━━ DATA ━━

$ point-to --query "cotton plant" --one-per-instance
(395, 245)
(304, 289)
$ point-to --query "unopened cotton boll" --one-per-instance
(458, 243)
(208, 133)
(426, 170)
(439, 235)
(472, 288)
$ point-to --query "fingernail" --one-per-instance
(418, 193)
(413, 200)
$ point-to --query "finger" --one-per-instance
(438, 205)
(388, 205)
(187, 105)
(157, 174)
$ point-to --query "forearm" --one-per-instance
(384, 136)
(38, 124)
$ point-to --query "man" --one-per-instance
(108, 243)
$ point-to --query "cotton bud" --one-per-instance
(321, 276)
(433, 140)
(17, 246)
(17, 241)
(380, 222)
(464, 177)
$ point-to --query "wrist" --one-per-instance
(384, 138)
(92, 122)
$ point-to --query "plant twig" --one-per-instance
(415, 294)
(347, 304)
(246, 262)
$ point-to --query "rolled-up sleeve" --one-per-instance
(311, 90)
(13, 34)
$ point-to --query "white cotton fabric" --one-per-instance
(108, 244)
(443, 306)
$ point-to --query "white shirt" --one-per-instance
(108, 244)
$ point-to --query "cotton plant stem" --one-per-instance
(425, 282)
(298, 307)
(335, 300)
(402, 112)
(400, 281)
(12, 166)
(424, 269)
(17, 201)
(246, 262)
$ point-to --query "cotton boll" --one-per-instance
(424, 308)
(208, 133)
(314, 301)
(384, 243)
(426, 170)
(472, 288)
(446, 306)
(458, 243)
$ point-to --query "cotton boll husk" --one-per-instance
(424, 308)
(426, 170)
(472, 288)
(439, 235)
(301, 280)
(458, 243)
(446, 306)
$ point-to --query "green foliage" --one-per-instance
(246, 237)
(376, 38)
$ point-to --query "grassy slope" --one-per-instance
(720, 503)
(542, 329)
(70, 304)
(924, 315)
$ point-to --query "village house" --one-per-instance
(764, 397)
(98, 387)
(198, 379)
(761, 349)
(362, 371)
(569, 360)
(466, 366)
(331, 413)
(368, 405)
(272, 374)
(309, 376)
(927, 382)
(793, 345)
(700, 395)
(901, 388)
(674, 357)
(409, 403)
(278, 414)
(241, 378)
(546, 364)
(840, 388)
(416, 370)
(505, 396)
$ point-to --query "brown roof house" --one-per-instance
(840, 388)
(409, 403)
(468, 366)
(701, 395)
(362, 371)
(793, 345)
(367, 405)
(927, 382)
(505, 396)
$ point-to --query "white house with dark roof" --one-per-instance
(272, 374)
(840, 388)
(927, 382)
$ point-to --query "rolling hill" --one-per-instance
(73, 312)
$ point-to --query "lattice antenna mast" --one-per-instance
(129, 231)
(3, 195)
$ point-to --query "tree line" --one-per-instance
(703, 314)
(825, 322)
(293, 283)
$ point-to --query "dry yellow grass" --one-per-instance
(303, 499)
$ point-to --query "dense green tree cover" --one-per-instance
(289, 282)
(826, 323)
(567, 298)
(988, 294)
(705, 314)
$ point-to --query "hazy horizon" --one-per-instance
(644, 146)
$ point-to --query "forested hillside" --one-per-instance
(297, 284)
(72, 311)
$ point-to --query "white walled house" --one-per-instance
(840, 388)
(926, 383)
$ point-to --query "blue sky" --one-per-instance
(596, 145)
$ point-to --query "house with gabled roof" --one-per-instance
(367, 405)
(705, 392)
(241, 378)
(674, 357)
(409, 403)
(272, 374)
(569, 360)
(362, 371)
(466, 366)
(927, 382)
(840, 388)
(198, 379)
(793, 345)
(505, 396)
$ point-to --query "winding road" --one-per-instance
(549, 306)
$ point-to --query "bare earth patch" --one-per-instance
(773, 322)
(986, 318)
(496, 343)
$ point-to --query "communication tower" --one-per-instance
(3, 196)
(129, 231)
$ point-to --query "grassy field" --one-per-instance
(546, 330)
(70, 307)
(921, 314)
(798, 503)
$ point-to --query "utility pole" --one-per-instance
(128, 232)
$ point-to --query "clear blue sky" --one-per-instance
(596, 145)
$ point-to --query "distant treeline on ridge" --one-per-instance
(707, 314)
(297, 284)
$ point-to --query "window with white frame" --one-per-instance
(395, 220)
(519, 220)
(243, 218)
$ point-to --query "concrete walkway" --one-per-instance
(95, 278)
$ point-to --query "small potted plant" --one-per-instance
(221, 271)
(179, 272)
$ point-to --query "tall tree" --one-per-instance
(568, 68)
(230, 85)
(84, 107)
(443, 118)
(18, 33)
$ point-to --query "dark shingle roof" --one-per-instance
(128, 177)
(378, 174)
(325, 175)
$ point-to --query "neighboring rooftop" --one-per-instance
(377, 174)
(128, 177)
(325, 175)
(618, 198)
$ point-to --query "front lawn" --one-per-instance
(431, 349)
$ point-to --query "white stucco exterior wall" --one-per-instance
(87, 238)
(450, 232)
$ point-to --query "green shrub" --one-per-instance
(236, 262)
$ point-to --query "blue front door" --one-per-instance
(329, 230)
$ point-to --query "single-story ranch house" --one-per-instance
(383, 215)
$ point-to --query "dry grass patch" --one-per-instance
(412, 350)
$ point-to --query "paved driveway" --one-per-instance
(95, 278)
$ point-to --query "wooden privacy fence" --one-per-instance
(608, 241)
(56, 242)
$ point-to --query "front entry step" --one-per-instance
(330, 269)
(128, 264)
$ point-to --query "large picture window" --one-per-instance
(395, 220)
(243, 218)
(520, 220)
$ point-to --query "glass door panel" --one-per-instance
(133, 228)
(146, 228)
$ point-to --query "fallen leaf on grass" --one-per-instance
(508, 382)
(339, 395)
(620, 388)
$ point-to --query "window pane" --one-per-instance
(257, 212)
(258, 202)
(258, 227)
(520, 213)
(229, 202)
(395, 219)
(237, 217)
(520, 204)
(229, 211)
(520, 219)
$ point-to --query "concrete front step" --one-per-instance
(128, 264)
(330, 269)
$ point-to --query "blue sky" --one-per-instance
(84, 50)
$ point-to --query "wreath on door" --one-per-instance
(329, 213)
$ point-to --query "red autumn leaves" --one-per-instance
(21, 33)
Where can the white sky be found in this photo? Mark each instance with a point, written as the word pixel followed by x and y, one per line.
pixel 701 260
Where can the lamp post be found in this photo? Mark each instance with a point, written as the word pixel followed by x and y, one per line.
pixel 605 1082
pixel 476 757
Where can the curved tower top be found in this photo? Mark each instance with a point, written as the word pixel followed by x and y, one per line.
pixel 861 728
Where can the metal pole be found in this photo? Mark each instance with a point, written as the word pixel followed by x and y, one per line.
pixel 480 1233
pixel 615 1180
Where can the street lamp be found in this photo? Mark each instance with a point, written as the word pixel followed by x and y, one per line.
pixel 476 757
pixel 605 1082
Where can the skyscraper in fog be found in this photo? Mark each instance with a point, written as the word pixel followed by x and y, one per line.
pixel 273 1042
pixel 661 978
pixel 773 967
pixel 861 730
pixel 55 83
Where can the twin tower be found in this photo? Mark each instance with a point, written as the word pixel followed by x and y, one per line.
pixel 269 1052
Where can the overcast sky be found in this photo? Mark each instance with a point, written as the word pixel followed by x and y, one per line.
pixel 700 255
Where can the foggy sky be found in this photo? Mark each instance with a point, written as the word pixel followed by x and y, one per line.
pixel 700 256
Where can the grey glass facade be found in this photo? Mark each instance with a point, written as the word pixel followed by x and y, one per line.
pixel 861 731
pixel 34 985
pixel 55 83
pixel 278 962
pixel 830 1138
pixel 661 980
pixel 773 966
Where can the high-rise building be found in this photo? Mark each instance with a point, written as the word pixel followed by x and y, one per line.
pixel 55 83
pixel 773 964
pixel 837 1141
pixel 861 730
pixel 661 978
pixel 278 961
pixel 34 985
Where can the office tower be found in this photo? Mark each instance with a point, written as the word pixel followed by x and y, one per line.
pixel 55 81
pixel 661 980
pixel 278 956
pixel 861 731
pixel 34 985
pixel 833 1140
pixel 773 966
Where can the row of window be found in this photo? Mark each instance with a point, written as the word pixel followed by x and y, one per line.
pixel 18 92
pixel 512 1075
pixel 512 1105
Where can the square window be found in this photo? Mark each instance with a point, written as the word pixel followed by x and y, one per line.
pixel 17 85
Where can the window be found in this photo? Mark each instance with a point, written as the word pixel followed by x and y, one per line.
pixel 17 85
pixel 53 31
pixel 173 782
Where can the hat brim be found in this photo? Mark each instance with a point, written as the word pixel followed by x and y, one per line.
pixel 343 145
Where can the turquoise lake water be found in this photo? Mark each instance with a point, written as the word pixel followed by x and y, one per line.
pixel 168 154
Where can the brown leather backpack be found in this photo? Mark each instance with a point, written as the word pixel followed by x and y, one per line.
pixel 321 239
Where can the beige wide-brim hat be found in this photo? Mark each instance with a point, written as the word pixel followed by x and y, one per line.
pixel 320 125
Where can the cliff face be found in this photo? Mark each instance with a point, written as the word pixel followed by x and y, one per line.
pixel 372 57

━━━

• _WORK ITEM_
Beginning at the line that contains "Where can the cliff" and ending at the last line above, copy each line without any change.

• _SOLUTION BELOW_
Where can the cliff face be found in this photo? Mark each instance with a point, written as the word pixel followed by x and y, one per line.
pixel 372 57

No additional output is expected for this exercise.